WHAT YOU HAVE TO DO
In the rows from the line with "FIND dark storm cloud" to the line with "top-left (49, 158), bottom-right (79, 214)", both included, substitute "streetcar" for "tram" and give those lines again with everything else unchanged.

INPUT RECORDS
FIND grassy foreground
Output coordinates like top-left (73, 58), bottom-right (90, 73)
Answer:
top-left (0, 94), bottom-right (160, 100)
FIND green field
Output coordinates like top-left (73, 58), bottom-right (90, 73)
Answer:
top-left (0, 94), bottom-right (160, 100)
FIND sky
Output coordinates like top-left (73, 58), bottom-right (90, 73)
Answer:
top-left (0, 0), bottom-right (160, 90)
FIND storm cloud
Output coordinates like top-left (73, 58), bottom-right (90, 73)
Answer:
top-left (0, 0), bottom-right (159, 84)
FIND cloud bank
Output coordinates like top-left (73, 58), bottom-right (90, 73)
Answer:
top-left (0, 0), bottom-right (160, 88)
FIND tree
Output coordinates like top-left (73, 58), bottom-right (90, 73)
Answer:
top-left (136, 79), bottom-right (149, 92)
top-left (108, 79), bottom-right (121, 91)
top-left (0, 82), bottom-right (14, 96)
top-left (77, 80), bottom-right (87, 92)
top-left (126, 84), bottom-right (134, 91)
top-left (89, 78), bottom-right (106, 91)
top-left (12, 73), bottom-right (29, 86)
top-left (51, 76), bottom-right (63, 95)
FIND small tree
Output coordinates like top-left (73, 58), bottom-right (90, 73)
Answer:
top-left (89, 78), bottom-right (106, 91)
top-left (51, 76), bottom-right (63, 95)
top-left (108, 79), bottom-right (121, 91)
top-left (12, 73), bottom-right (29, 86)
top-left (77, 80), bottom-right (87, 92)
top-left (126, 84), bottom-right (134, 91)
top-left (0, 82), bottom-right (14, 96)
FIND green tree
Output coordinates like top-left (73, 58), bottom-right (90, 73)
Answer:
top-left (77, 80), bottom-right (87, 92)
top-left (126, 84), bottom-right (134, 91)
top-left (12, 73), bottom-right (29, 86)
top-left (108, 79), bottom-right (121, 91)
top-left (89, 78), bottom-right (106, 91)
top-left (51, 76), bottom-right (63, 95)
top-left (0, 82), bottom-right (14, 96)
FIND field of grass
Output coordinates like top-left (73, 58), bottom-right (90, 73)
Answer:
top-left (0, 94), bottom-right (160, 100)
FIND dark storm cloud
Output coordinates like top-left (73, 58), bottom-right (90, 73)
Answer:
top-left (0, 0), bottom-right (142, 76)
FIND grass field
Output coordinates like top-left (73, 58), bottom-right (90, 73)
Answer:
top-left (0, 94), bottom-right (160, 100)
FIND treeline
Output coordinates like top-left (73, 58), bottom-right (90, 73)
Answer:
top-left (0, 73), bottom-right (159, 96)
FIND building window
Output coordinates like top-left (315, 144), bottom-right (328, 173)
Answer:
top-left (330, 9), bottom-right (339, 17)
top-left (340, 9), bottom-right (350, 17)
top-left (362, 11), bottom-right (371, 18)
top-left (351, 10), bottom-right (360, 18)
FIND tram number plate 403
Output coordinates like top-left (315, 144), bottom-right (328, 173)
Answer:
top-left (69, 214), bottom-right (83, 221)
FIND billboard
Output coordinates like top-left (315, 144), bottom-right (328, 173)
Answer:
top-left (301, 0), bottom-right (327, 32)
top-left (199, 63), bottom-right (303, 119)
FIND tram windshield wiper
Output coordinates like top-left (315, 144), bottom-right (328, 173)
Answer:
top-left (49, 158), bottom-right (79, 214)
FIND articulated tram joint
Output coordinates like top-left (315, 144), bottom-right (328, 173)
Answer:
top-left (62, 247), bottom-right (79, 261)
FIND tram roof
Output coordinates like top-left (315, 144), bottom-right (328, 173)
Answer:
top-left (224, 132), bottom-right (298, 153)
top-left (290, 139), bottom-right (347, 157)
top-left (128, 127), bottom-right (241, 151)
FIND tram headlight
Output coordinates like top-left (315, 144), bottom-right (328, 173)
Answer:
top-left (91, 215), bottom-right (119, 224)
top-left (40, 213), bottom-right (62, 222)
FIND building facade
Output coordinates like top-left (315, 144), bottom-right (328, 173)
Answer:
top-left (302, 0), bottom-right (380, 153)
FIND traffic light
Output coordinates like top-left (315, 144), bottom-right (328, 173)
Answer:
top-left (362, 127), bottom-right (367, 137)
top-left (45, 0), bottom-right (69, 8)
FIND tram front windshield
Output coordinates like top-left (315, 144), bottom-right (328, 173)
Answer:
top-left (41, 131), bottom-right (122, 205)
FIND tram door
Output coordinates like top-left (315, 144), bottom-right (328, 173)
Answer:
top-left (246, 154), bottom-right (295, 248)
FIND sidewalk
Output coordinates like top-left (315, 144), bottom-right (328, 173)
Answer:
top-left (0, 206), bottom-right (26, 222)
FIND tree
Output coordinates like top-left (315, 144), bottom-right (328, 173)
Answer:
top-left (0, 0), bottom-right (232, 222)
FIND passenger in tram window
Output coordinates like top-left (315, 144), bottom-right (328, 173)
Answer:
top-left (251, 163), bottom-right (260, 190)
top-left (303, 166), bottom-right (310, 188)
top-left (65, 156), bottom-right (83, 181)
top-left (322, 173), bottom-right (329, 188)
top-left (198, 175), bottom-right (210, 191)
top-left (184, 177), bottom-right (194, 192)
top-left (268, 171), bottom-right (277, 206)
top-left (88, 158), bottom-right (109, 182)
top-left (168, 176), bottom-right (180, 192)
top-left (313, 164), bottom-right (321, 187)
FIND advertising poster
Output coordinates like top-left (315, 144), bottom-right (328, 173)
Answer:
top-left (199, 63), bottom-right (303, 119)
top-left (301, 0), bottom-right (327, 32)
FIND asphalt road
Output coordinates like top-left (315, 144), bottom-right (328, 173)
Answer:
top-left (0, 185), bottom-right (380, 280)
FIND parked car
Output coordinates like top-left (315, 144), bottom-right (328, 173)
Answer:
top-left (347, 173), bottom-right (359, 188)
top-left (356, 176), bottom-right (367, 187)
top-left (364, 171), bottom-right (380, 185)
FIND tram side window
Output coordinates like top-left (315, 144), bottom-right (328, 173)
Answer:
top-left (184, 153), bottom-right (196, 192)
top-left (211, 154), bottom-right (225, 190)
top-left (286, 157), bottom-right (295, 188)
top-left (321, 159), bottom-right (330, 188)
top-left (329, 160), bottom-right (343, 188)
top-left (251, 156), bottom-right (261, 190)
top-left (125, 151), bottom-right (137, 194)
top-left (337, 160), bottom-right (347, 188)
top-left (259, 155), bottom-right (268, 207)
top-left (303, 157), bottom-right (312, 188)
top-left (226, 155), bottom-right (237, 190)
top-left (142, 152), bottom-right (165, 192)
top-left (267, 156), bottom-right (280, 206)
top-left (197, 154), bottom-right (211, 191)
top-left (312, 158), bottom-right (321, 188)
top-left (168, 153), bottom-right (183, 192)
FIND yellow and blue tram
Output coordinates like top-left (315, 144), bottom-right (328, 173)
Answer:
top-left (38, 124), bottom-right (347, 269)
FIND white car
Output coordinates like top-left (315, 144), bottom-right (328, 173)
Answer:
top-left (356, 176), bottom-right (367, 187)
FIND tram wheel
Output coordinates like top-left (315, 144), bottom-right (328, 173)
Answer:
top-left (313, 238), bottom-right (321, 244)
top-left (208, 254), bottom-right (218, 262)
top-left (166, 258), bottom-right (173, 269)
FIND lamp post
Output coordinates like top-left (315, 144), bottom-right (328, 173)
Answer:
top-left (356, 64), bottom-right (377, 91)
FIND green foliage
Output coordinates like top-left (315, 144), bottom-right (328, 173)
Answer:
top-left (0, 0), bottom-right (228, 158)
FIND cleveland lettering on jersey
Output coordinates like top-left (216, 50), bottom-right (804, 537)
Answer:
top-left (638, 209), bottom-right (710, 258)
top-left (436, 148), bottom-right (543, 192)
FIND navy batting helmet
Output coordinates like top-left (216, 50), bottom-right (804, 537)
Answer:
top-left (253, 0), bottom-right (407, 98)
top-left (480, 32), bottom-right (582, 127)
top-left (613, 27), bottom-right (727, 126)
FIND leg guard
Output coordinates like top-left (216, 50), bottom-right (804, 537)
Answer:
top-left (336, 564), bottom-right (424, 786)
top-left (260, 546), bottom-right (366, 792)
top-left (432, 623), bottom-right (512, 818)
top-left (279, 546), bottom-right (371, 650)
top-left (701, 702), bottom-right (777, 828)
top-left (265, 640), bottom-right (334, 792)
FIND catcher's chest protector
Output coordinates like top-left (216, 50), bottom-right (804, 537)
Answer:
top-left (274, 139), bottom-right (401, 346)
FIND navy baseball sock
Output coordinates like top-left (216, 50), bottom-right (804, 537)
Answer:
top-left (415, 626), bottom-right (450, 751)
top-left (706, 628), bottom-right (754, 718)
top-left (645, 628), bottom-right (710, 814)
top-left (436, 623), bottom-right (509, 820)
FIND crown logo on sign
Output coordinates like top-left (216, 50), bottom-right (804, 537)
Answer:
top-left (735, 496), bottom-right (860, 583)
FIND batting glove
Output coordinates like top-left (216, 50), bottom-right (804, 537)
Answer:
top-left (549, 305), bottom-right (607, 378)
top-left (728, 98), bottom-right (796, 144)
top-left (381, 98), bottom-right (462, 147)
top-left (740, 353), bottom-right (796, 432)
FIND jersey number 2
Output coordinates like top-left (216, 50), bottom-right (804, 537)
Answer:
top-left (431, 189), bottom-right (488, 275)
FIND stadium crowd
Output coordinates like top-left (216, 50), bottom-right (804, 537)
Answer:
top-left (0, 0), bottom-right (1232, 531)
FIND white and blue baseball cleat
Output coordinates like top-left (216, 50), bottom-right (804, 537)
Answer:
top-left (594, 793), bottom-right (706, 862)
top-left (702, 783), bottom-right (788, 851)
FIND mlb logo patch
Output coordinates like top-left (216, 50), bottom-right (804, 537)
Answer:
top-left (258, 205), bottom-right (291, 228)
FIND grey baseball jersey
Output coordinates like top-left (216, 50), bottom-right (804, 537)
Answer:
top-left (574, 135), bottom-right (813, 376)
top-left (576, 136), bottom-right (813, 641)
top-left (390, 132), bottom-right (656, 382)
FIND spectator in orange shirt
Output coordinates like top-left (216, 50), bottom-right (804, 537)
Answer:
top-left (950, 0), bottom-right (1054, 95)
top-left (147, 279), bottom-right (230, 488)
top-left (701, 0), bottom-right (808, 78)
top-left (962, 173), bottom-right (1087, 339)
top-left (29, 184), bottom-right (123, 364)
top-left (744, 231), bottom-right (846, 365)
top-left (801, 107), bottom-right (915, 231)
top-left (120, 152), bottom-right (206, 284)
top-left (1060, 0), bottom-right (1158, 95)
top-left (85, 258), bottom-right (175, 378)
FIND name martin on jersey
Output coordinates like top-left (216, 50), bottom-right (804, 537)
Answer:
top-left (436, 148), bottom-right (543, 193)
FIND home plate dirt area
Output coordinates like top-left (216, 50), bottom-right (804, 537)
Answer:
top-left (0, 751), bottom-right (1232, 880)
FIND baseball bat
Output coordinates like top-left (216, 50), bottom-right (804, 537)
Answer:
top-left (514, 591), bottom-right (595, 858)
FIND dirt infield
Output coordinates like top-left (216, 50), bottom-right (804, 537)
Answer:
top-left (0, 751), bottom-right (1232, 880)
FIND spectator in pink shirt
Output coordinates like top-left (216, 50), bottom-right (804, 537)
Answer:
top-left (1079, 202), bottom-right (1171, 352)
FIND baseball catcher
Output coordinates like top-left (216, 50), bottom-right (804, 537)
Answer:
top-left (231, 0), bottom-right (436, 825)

TASK RESULT
FIND dark storm cloud
Output coordinates like top-left (73, 58), bottom-right (90, 73)
Answer:
top-left (0, 0), bottom-right (142, 76)
FIND grass field
Output coordinates like top-left (73, 58), bottom-right (90, 73)
Answer:
top-left (0, 94), bottom-right (160, 100)
FIND treeline
Output coordinates like top-left (73, 58), bottom-right (90, 73)
Answer:
top-left (0, 73), bottom-right (159, 96)
FIND building window
Output coordinates like top-left (315, 144), bottom-right (328, 173)
Answer:
top-left (330, 9), bottom-right (339, 17)
top-left (340, 9), bottom-right (350, 17)
top-left (362, 11), bottom-right (371, 18)
top-left (351, 10), bottom-right (360, 18)
FIND streetcar number plate 403
Output coordinates like top-left (315, 144), bottom-right (328, 173)
Answer:
top-left (69, 214), bottom-right (83, 221)
FIND billboard
Output coordinates like top-left (315, 144), bottom-right (328, 173)
Answer:
top-left (301, 0), bottom-right (327, 32)
top-left (199, 63), bottom-right (303, 119)
FIND streetcar windshield wiper
Output coordinates like top-left (315, 144), bottom-right (328, 173)
Answer:
top-left (49, 158), bottom-right (79, 214)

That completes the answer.